Rows from a dataset
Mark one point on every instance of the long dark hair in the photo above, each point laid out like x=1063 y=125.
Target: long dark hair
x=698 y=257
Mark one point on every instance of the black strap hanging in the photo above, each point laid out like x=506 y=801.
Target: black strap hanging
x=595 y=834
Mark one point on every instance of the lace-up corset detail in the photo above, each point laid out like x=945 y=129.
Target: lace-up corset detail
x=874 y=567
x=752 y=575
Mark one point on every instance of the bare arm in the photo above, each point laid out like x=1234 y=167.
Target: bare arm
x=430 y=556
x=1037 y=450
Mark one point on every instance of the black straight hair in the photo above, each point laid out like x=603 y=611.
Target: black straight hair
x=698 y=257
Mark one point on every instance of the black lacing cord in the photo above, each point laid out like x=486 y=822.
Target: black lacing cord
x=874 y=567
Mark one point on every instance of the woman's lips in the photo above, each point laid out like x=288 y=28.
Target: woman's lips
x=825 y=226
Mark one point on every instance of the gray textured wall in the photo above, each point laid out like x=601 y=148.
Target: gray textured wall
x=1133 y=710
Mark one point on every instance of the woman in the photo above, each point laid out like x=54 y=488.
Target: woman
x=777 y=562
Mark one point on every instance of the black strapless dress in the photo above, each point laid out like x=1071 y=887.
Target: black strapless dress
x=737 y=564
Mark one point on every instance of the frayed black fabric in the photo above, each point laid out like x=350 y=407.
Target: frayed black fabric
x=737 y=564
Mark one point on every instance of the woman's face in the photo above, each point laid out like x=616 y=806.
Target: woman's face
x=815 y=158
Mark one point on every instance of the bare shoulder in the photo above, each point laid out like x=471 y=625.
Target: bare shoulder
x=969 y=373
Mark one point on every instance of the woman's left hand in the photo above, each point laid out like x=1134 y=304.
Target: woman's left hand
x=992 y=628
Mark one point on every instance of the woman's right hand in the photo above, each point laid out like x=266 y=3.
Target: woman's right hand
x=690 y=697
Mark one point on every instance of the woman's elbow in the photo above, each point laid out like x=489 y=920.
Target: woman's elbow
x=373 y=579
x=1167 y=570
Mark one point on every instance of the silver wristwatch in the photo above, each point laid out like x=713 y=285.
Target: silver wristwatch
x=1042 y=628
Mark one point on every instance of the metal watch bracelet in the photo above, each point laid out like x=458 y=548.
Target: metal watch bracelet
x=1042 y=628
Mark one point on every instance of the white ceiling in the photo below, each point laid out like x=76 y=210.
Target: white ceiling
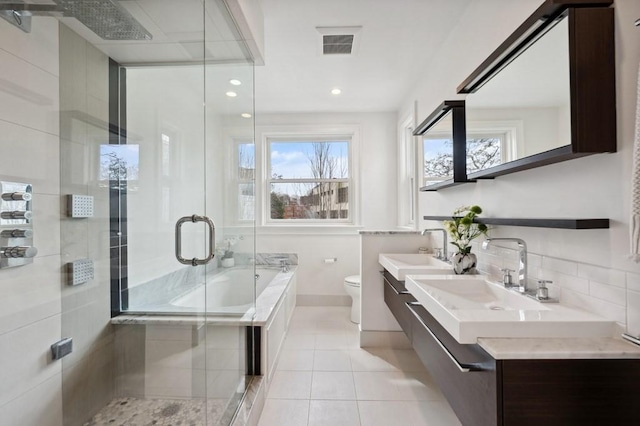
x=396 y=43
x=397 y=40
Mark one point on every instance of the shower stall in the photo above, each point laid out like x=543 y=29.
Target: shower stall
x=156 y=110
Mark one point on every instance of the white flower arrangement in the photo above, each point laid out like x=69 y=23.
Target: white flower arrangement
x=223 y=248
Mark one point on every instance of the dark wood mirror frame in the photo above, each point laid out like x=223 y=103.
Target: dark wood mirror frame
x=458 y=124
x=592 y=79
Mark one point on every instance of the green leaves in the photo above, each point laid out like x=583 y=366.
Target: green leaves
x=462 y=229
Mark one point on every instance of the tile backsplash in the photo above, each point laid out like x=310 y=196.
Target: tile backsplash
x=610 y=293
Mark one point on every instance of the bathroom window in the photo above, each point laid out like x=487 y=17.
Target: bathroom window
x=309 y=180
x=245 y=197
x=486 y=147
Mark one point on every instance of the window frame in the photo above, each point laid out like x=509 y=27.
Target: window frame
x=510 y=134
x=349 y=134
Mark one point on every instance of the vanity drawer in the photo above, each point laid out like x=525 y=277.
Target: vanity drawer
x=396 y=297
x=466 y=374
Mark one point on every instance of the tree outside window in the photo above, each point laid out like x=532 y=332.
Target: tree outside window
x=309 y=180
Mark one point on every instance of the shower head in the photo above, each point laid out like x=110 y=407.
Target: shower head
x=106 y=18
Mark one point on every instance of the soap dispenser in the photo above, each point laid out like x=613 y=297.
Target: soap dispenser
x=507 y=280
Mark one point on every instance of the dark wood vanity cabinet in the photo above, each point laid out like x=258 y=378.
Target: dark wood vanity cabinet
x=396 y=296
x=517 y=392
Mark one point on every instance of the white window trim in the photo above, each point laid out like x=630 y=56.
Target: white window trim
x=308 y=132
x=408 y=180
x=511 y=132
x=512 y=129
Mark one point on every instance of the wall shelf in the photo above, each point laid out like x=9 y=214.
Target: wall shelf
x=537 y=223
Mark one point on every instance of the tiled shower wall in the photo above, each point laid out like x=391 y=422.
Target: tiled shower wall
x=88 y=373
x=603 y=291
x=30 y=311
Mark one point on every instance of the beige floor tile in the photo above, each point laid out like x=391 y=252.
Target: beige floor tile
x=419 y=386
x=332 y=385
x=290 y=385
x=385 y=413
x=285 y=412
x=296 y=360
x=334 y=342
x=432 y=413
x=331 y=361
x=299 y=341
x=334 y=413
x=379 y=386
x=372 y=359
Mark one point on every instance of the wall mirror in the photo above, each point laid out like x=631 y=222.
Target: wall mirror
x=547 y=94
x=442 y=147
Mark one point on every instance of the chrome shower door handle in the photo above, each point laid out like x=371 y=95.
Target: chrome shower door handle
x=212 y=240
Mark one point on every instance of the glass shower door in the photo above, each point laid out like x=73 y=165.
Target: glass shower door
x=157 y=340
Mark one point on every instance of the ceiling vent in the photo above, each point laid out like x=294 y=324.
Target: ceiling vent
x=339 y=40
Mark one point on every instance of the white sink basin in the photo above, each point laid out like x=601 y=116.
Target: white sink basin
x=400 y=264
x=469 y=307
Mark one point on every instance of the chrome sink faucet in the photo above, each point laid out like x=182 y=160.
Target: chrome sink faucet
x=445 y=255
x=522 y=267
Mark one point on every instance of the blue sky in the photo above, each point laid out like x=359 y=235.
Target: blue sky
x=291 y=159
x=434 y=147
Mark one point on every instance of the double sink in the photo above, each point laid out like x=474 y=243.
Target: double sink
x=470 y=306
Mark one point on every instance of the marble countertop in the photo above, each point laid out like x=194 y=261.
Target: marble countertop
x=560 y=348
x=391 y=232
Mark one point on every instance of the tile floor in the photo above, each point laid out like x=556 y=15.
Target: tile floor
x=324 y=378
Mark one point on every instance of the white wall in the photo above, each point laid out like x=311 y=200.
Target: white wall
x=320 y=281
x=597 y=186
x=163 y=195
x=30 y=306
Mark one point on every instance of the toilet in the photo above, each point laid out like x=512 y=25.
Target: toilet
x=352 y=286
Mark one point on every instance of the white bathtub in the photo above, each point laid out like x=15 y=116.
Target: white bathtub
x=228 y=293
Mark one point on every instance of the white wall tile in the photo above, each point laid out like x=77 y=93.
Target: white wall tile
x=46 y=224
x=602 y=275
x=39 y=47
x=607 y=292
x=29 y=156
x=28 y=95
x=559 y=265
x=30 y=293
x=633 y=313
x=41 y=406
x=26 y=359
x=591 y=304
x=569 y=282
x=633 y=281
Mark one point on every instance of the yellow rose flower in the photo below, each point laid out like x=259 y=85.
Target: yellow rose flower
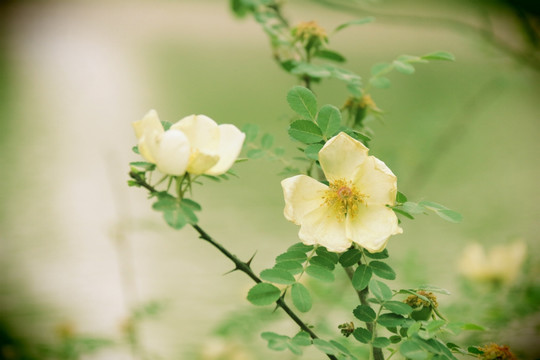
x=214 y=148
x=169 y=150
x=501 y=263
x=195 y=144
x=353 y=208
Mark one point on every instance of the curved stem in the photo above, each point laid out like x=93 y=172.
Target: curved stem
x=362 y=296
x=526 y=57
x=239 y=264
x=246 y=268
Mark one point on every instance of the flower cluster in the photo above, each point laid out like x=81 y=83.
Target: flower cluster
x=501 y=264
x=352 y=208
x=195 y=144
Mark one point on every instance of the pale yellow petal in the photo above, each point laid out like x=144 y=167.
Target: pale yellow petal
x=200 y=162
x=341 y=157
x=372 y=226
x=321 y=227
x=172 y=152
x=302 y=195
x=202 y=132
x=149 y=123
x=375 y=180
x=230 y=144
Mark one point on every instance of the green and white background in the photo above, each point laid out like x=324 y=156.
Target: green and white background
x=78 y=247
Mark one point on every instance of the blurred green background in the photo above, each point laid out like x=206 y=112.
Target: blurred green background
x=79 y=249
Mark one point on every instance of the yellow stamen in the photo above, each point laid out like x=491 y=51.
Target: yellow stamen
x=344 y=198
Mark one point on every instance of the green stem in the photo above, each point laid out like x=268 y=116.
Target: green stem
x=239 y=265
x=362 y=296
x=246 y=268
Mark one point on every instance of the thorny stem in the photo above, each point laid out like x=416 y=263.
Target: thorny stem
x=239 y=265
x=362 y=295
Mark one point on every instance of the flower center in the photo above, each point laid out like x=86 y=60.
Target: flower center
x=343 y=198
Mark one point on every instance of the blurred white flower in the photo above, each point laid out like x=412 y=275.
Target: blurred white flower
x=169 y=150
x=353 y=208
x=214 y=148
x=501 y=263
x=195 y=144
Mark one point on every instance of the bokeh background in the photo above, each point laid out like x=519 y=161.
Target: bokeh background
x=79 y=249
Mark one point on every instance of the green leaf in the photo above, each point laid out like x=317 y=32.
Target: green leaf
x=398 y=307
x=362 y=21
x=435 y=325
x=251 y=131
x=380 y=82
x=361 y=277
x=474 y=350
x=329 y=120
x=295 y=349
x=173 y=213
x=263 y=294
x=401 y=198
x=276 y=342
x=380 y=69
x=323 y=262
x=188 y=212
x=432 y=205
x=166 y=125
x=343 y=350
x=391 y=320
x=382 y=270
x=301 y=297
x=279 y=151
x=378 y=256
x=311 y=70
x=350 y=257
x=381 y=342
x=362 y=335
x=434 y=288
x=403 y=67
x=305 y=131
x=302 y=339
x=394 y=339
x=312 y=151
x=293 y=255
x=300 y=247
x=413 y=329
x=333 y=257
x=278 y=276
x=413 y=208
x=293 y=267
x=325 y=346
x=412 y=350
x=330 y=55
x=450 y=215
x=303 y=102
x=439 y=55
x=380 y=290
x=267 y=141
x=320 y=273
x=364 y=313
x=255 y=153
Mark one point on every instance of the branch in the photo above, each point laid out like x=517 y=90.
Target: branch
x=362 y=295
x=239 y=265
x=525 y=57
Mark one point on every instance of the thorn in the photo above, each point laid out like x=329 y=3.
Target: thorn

◆ **OBJECTIVE**:
Duplicate the rows above verbatim, covering the stretch from the line containing "Mark one point on every instance of the woman's left" through the line containing "x=1167 y=570", with both of those lines included.

◆ **RIGHT ANSWER**:
Mark one point on every instance of the woman's left hand in the photo above, each point laid out like x=1134 y=304.
Target: woman's left hand
x=992 y=628
Mark one point on every instance of the woman's right hand in the photo above, each point laid out like x=266 y=3.
Target: woman's right hand
x=690 y=697
Mark one point on every instance of the woman's elbow in the photo above, each point laid out like x=489 y=920.
Target: woman's elbow
x=373 y=579
x=1167 y=570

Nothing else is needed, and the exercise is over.